*What the exercise asks:*
Copy out the text on investing in a bear market below, word for word, from its title to its final sentence.

*Text passage:*
10 rules for investing in a bear market

Holding your nerve in a bear market requires both sound knowledge and a cool head. If you can do so, you can both reduce losses and find profitable gems gathering dust. After all, it's worth remembering that that most revered of all investment prophets Warren Buffet eyes bear markets with a special gleam in his eye - for it's at such times that buying opportunities are available with handsome value in-built into their prices. Here are ten rules from a master trader to steer by in difficult times...

Flick the switch

You'll never make rational investment decisions if you're mesmerised by the gyrating prices on your screen. Steel yourself not to look at prices, read market reports or talk to stockbrokers during trading hours. Markets are not going to turn for the better just because you will them to. And, as prices have fallen so far, it matters little if you miss the first inch of their eventual recovery.

Pound the streets

You don't just need a sense of perspective; you need the widest possible perspective. The best investment opportunities are those you discover by observation of the workings of the economy in the aftermath of the stock market collapse. If you can bear it, take the taxi driver litmus test.

Read a good book

History never repeats itself exactly, but you owe it to yourself to be acquainted with the bear markets of yesteryear. At least if history does then repeat itself you can't say that you weren't warned. I'd recommend J. K. Galbraith's The Great Crash, a brief but insightful analysis of 1929 and all that went before and after.

Avoid collateral damage

In 1987 the real economy emerged from the crash virtually unscathed. Next time around the world may not be so lucky. It will take time for share price damage to have its full effect elsewhere. Use this opportunity to pull out of that house move, sell your granny's Gauguin and ask your boss for an extended contract.

Dust off the abacus

Down and dirty financial analysis has increasingly gone out of vogue. As share prices fall, so value emerges. But you'll only spot it if you are looking for it. And this means poring over the numbers, not chasing dreams. You can afford to keep it simple. Thoroughness will pay greater dividends than sloppy sophistication.

*Dataset extract:*
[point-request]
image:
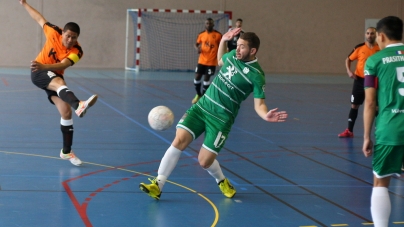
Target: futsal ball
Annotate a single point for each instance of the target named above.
(160, 118)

*Result of this task:*
10 rules for investing in a bear market

Holding your nerve in a bear market requires both sound knowledge and a cool head. If you can do so, you can both reduce losses and find profitable gems gathering dust. After all, it's worth remembering that that most revered of all investment prophets Warren Buffet eyes bear markets with a special gleam in his eye - for it's at such times that buying opportunities are available with handsome value in-built into their prices. Here are ten rules from a master trader to steer by in difficult times...

Flick the switch

You'll never make rational investment decisions if you're mesmerised by the gyrating prices on your screen. Steel yourself not to look at prices, read market reports or talk to stockbrokers during trading hours. Markets are not going to turn for the better just because you will them to. And, as prices have fallen so far, it matters little if you miss the first inch of their eventual recovery.

Pound the streets

You don't just need a sense of perspective; you need the widest possible perspective. The best investment opportunities are those you discover by observation of the workings of the economy in the aftermath of the stock market collapse. If you can bear it, take the taxi driver litmus test.

Read a good book

History never repeats itself exactly, but you owe it to yourself to be acquainted with the bear markets of yesteryear. At least if history does then repeat itself you can't say that you weren't warned. I'd recommend J. K. Galbraith's The Great Crash, a brief but insightful analysis of 1929 and all that went before and after.

Avoid collateral damage

In 1987 the real economy emerged from the crash virtually unscathed. Next time around the world may not be so lucky. It will take time for share price damage to have its full effect elsewhere. Use this opportunity to pull out of that house move, sell your granny's Gauguin and ask your boss for an extended contract.

Dust off the abacus

Down and dirty financial analysis has increasingly gone out of vogue. As share prices fall, so value emerges. But you'll only spot it if you are looking for it. And this means poring over the numbers, not chasing dreams. You can afford to keep it simple. Thoroughness will pay greater dividends than sloppy sophistication.